-------- DATA FOR THIS EXERCISE
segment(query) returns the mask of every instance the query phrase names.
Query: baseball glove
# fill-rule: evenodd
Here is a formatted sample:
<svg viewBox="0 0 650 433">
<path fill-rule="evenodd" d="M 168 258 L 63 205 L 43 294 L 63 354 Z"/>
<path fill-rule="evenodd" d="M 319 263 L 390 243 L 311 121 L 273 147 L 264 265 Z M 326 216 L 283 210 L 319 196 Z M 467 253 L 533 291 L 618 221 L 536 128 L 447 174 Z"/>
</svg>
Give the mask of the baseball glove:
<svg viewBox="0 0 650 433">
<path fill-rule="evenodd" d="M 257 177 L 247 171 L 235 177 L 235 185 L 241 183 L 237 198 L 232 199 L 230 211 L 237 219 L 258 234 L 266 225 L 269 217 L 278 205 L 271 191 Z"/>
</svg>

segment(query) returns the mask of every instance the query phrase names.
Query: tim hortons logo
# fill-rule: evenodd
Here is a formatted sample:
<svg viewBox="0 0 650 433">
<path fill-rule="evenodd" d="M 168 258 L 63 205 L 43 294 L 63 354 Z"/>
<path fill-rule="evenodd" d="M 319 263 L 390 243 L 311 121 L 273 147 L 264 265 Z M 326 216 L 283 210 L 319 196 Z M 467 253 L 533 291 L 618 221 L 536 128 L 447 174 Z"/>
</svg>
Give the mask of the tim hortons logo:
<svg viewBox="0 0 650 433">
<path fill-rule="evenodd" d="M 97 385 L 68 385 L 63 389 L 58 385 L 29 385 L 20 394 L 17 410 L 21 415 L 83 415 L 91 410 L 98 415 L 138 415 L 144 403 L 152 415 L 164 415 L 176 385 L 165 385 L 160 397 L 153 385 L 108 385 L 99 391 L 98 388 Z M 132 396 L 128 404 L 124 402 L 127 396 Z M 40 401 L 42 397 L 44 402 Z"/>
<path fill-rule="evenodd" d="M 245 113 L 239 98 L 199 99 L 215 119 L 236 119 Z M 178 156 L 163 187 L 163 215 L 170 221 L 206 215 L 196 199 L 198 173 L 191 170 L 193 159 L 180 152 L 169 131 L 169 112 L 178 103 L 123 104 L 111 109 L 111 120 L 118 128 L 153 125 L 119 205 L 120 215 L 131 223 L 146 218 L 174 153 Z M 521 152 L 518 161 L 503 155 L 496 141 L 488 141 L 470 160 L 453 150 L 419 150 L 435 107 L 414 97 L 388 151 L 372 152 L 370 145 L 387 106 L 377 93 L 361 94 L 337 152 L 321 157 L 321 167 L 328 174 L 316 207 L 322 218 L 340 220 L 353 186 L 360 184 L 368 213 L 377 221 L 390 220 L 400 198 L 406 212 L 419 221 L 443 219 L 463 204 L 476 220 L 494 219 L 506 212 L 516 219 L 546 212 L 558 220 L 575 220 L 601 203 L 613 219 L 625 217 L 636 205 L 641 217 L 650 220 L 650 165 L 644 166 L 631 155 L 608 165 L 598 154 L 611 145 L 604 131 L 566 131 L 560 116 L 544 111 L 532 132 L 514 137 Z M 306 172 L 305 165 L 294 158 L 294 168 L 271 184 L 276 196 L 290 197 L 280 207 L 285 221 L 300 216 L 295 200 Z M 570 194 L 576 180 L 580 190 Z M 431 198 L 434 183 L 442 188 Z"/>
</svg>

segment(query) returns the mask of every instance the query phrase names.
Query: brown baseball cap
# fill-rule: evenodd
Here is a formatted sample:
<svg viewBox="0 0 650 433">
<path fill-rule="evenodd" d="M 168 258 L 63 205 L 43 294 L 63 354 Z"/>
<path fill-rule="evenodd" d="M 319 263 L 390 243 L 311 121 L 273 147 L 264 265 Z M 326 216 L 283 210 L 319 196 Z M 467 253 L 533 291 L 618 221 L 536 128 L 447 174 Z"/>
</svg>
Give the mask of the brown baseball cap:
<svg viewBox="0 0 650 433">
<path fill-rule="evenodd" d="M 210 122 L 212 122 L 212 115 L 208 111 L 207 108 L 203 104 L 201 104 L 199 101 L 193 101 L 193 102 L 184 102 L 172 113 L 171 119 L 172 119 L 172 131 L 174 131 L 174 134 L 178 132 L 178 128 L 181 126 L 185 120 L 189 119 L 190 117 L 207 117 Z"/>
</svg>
----------------
**WHAT YOU NEED TO DO:** Each record above is to be printed again exactly as written.

**ANSWER BOX:**
segment(query) returns the mask of every instance the query phrase names.
Query: baseball glove
# fill-rule: evenodd
Here is a formatted sample:
<svg viewBox="0 0 650 433">
<path fill-rule="evenodd" d="M 168 258 L 63 205 L 43 294 L 63 354 Z"/>
<path fill-rule="evenodd" d="M 319 263 L 390 243 L 311 121 L 273 147 L 264 265 Z M 326 216 L 283 210 L 319 196 Z M 467 253 L 533 291 L 618 221 L 536 128 L 447 174 Z"/>
</svg>
Give the mask of the baseball glove:
<svg viewBox="0 0 650 433">
<path fill-rule="evenodd" d="M 257 177 L 247 171 L 235 177 L 235 185 L 241 183 L 237 198 L 232 199 L 230 211 L 237 219 L 258 234 L 266 225 L 269 217 L 278 205 L 271 191 Z"/>
</svg>

segment(query) returns the mask of every instance the query phrase names.
Query: tim hortons logo
# fill-rule: evenodd
Here is a formatted sample:
<svg viewBox="0 0 650 433">
<path fill-rule="evenodd" d="M 168 258 L 63 205 L 43 294 L 63 354 Z"/>
<path fill-rule="evenodd" d="M 319 263 L 390 243 L 311 121 L 273 147 L 264 265 Z M 326 216 L 283 210 L 319 196 Z M 467 253 L 533 291 L 618 221 L 536 128 L 447 174 Z"/>
</svg>
Give the mask of the tim hortons logo:
<svg viewBox="0 0 650 433">
<path fill-rule="evenodd" d="M 97 385 L 68 385 L 63 389 L 58 385 L 29 385 L 20 394 L 17 410 L 21 415 L 83 415 L 91 410 L 98 415 L 138 415 L 144 403 L 152 415 L 164 415 L 176 385 L 165 385 L 160 397 L 153 385 L 108 385 L 99 391 L 98 388 Z M 132 396 L 128 404 L 124 402 L 127 396 Z M 40 401 L 42 397 L 44 402 Z"/>
<path fill-rule="evenodd" d="M 245 113 L 239 98 L 199 99 L 215 119 L 236 119 Z M 178 156 L 163 187 L 163 215 L 170 221 L 206 215 L 196 199 L 198 173 L 191 170 L 193 159 L 180 152 L 169 131 L 169 112 L 178 103 L 123 104 L 111 109 L 111 120 L 118 128 L 153 125 L 119 205 L 120 215 L 131 223 L 146 218 L 174 153 Z M 521 152 L 518 161 L 503 155 L 496 141 L 488 141 L 470 160 L 453 150 L 419 150 L 435 107 L 414 97 L 388 151 L 372 152 L 370 145 L 387 106 L 377 93 L 361 94 L 337 152 L 321 157 L 321 167 L 328 174 L 316 207 L 322 218 L 340 220 L 353 186 L 360 184 L 368 213 L 377 221 L 390 220 L 400 198 L 406 212 L 419 221 L 443 219 L 463 204 L 476 220 L 494 219 L 506 212 L 516 219 L 546 212 L 558 220 L 575 220 L 601 203 L 613 219 L 625 217 L 636 205 L 641 217 L 650 220 L 650 165 L 644 166 L 631 155 L 608 165 L 598 154 L 611 145 L 604 131 L 566 131 L 560 116 L 544 111 L 532 132 L 514 137 Z M 306 172 L 305 165 L 294 158 L 294 168 L 271 184 L 276 196 L 290 197 L 280 207 L 285 221 L 300 216 L 295 200 Z M 570 194 L 576 180 L 580 190 Z M 431 198 L 434 183 L 442 188 Z"/>
</svg>

segment(query) returns the mask of every instance the query phrase names.
Query: brown baseball cap
# fill-rule: evenodd
Here is a formatted sample:
<svg viewBox="0 0 650 433">
<path fill-rule="evenodd" d="M 168 258 L 63 205 L 43 294 L 63 354 Z"/>
<path fill-rule="evenodd" d="M 319 263 L 390 243 L 311 121 L 273 147 L 264 265 Z M 326 216 L 283 210 L 319 196 Z M 467 253 L 533 291 L 618 221 L 536 128 L 447 174 Z"/>
</svg>
Give the mask of the brown baseball cap:
<svg viewBox="0 0 650 433">
<path fill-rule="evenodd" d="M 210 122 L 212 122 L 212 115 L 208 111 L 207 108 L 203 104 L 201 104 L 199 101 L 193 101 L 193 102 L 184 102 L 172 113 L 171 119 L 172 119 L 172 131 L 174 131 L 174 134 L 178 132 L 178 128 L 181 126 L 185 120 L 189 119 L 190 117 L 207 117 Z"/>
</svg>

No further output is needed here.